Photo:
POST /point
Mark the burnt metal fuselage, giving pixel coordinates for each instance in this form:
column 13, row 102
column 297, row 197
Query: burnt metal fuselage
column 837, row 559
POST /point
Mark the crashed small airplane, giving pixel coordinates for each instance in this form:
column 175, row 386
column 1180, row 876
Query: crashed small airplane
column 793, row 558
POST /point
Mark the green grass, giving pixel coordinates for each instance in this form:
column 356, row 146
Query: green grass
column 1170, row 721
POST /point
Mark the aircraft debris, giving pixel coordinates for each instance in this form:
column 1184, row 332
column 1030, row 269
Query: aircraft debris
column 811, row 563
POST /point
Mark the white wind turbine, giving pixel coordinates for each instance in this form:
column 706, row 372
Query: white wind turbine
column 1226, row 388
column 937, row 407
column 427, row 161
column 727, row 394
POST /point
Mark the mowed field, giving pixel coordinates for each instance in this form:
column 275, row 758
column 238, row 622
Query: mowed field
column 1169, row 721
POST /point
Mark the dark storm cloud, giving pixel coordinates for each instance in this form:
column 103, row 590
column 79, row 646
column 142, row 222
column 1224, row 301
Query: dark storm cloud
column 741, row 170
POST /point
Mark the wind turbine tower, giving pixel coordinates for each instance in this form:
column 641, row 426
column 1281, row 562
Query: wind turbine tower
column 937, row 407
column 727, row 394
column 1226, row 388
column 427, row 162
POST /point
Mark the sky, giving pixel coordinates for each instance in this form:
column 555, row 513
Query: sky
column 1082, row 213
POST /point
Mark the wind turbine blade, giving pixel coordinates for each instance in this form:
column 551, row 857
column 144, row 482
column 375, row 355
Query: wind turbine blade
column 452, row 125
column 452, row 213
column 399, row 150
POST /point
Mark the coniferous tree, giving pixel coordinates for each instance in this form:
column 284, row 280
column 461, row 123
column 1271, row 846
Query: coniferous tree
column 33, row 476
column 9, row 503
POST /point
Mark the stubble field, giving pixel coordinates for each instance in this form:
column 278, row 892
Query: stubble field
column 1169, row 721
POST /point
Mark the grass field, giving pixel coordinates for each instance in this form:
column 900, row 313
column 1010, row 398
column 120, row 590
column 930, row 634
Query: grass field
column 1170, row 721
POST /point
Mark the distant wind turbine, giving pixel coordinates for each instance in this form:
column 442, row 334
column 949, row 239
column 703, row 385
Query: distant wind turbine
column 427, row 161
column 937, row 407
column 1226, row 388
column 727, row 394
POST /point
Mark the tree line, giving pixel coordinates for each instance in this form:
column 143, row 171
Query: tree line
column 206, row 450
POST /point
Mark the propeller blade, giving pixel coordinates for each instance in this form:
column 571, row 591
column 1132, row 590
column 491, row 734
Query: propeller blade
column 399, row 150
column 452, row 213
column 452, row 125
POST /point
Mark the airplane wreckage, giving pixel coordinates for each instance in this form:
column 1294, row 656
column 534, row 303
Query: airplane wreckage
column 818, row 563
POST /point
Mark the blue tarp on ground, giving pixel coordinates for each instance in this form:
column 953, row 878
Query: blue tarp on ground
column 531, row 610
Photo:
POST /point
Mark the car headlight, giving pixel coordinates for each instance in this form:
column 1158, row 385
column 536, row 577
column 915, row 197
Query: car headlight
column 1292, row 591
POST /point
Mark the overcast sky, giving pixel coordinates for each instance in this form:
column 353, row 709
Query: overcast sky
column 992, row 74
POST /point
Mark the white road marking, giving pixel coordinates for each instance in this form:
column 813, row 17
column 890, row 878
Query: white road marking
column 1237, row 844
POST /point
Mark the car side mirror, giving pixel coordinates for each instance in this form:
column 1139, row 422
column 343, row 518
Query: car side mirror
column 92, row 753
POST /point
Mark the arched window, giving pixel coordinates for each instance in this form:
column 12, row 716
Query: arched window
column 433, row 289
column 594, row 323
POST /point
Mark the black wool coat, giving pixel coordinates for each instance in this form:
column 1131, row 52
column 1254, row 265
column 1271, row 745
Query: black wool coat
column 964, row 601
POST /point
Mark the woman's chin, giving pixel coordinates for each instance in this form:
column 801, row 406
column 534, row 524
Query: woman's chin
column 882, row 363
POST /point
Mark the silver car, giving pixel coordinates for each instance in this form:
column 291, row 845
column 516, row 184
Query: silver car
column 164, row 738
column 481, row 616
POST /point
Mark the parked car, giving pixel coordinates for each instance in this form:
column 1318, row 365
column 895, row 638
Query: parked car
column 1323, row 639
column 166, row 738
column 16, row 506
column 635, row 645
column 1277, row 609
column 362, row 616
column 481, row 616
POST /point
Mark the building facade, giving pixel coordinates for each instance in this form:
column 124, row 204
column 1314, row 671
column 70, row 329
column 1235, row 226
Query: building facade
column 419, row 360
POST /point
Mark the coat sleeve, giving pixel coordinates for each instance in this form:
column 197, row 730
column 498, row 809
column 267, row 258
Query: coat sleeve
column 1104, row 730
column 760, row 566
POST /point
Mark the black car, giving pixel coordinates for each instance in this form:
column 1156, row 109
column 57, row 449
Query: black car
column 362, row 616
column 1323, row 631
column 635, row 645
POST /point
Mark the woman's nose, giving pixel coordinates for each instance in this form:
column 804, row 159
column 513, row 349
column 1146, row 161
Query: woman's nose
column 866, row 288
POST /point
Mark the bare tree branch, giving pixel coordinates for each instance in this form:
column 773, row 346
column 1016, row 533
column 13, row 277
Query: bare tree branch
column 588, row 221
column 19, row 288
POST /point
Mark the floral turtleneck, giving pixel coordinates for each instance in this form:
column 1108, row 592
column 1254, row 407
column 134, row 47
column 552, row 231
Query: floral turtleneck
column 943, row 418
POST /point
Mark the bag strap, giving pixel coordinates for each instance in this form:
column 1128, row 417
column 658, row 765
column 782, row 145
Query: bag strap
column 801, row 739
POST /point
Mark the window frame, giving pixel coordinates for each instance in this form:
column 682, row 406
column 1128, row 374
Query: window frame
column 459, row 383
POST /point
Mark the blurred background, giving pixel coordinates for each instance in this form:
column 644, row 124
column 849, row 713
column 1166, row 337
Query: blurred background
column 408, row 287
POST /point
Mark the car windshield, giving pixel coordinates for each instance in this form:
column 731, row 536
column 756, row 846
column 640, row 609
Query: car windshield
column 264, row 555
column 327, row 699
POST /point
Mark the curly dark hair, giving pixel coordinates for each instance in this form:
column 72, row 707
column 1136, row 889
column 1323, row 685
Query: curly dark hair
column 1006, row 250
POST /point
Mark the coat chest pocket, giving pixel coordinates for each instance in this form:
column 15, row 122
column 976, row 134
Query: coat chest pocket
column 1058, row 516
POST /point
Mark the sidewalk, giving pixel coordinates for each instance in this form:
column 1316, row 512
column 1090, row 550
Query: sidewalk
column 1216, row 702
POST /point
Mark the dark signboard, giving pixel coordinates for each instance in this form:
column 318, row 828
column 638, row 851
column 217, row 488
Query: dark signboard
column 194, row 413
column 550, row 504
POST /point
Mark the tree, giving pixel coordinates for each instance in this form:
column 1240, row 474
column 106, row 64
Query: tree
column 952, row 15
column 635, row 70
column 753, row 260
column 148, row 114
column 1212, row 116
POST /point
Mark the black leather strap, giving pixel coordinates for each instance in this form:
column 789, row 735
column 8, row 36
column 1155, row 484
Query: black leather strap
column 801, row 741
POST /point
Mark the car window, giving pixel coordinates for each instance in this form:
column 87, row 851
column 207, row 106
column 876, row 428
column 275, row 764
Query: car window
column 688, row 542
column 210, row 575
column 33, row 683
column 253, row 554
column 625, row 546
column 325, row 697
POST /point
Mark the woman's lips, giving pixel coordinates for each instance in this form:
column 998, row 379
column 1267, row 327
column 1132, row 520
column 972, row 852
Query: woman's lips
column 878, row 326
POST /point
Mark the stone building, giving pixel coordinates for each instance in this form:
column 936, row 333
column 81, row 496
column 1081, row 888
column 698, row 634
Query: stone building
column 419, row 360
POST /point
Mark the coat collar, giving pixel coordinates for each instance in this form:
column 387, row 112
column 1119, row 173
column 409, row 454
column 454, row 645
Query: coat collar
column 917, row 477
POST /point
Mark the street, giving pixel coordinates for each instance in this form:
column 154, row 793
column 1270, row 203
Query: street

**TASK TO CARRY OUT:**
Can you express the records as a JSON list of strings, one per line, from the first line through the line containing "column 741, row 170", with that line included and blank lines left out?

**WORKED ANSWER:**
[
  "Photo:",
  "POST /point",
  "Mark the burnt metal fuselage, giving pixel coordinates for each instance in this form:",
  "column 13, row 102",
  "column 297, row 197",
  "Query: burnt metal fuselage",
  "column 837, row 559",
  "POST /point",
  "Mark the crashed small airplane, giving pixel coordinates for each instance in this form:",
  "column 175, row 386",
  "column 1180, row 876",
  "Query: crashed small airplane",
  "column 793, row 558",
  "POST /point",
  "Mark the green grass, giving pixel coordinates for each instance in this form:",
  "column 356, row 146",
  "Query: green grass",
  "column 1170, row 721",
  "POST /point",
  "Mark the aircraft debris, giving pixel coordinates for each instance in this form:",
  "column 1184, row 332",
  "column 1030, row 269",
  "Query: aircraft debris",
  "column 811, row 563",
  "POST /point",
  "Mark the white wind turbine, giving pixel coordinates for each instance in this form:",
  "column 706, row 372",
  "Query: white wind turbine",
  "column 1226, row 388",
  "column 937, row 407",
  "column 427, row 161",
  "column 727, row 394",
  "POST /point",
  "Mark the mowed field, giving pixel coordinates for each instance in this form:",
  "column 275, row 758",
  "column 238, row 622",
  "Query: mowed field",
  "column 1169, row 721",
  "POST /point",
  "Mark the dark storm cloud, giving pixel coordinates for each instance in this form:",
  "column 103, row 590",
  "column 79, row 646",
  "column 142, row 222",
  "column 1224, row 301",
  "Query: dark storm cloud",
  "column 741, row 170"
]